▶ **Work instructions**:
[1] Using the political commentary, decide whether each statement agrees with it: (a) Giuliani advises against any interview until the evidence has been seen; (b) double standards are described as a bigger problem for courts than for police; (c) Comey released the information to the public directly himself. Answer yes or no for each and quote the deciding words.
[2] Write the next paragraph of the political commentary, continuing after its final sentence.

====== Passage provided ======

It doesn't matter so much what people say; it matters what people do. America is divided over ideas. The biggest source of division is whether to perform or whether to actually do something real. Another performance will probably be their defense.
Comey's leaks are a matter of example and precedent. He must be prosecuted to the fullest extent possible because we can't have other FBI employees doing what he did—Republican or Democrat. More importantly, we must honor those FBI employees who could have done what he did, perhaps thought about doing what he did, but refused to break principles and protocol. For police, it's all about protocol.
The FBI director knew information that should not be given to the public. He knew it was wrong, what he did. So, he released it to the public through other people, lawyers and the news media. He claimed he did this—which he knew was wrong—because he loved his country and the FBI. If he loved the FBI, then he shouldn't have insulted the thousands of FBI employees who would surely be thrown in prison had they done the same thing.
If Comey is not prosecuted and fully indited, then Wikileaks founder Julian Assange shouldn't be either and Edward Snowden should receive the Presidential Medal of Freedom because their leaks showed actual corruption of people like Comey. But, by not inditing Comey, we see clearly that the current Justice Department is run by double standards.
Double standards are a problem for courts, but they are a deadly epidemic for police. Once police are encouraged to live by a double standard, police brutality spreads. Not inditing Comey encourages and invites just that, spitting in the face of the good cops society needs.
If Comey believes his claim, that releasing this information was necessary, then he should voluntarily plead guilty and suffer for the sake of his cause, showing how much he truly cares about his country and its police. But, he won't because he's not a true believer. Thankfully, some still are.
Trey Gowdy's act is over. Over the years he made many statements that any novice analyst could predict would draw respect from normal America. Now, he supports the FBI, against the instincts of his hard-earned supporters, without having read up on what he's talking about? Perhaps the whole time he ran on instinct and just got lucky. Nearing retirement, his lucky streak is running out. Perhaps he should just retire altogether and quit while he's ahead. He's already done so much that he could make a bigger difference from Twitter, on the condition that he reads up in advance and stays on his game like Rudy Giuliani.
Giuliani has some of the best and most-common sense advice about Russianewsgategate: No interview without seeing the evidence first. That's just, plain normal practice. Rudy's statement is a warning shot across Mueller's bow, specifically that Rudy is neither fool nor pushover, not to mention that Mueller has already gone out of bounds by not offering that evidence prior to seeking an interview. So-called "experts" and other political pundits should be able to figure out by now that Trump is bulletproof. The good news for the country is that Giuliani is achieving his mission, even against the current; he's bringing the Russianewsgategate scandal to a peaceful halt.
The cancellation of Rosanne is abominable—not because of the political alignments, but because of the "always cave-in" cowardice mode of operation in corptocratic America. Rosanne Barr deserves a purple heart and a medal of honor in the social world. People make regrettable remarks, whether we say what we don't really think or we blurt whatever we think when we might should keep it to ourselves. It is the fool who dost not forgive.

====== Extracted information ======

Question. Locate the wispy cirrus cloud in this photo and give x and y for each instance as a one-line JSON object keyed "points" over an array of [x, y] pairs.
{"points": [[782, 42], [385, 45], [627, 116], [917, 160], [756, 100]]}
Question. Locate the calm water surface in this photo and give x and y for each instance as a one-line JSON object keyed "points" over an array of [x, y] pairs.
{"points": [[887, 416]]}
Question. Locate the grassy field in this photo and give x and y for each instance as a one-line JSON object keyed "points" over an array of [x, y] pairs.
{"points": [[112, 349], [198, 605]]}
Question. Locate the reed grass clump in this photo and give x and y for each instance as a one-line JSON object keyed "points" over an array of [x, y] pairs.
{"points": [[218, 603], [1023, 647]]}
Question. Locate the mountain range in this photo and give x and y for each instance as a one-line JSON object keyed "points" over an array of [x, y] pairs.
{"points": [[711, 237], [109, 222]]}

======

▶ **Answers for the exercise**:
[1]
(a) Yes: "No interview without seeing the evidence first."
(b) No: "Double standards are a problem for courts, but they are a deadly epidemic for police."
(c) No: "So, he released it to the public through other people, lawyers and the news media."

[2]
ABC and Disney just trashed one of the most shining gems in their own industry, from within their own collection. The lead actress exercised the same kind of free speech and vocabulary that the Left use every day, and the industry giants shut down one of their own best-viewed shows in history, unemploying the cast, and vanishing its viewers. That doesn't make math. If Rosanne Barr was in violation of any contract, she should have been fined. This compares to shooting helpless hostages when the scientist won't dance to the furer's demands. So, ABC and Disney have set the precedent in the entertainment establishment: If you are part of a show, you're being held hostage as the escape goat should someone else get out of line with the party.
In light of the less-so-silent majority, Rosanne Barr could be the most employable woman in growing Conservative America.
Call it a Shame of Thrones or a Game of Showns, but Mueller has shown his game to his own shame. By waiting as long as he has, Trump possesses the "political currency" to order the DOJ to investigate the Obama FBI. He couldn't have done that a year ago. But, by letting Mueller "mull" on, as it were, the Russianewsgategate "thing" has irritated everyone, even the Anti-Trumpists, for its lack of results, yet continued pursuit in what looks more and more like a ghost chase every day—now every hour.
Roger Stone says Trump might not run in the next term—if he gets his [twelve years worth of] work done in only four. With Democrats requiring 84 days to approve each of 300 Trump appointees, it's unlikely Trump will finish in four years, as Stone's hypothetical went. Michael Jordan said the same thing about himself year after year, that he might not play the following season—encouraging his opponents to get lazy. It's a ruse Trump opponents would be foolish to buy into. If the Democrats really wanted Trump to not run again, they would approve all his Senate appointees and build his wall in one vote. Then, it would be difficult for Trump to argue any need to stay, even with such "huge" results.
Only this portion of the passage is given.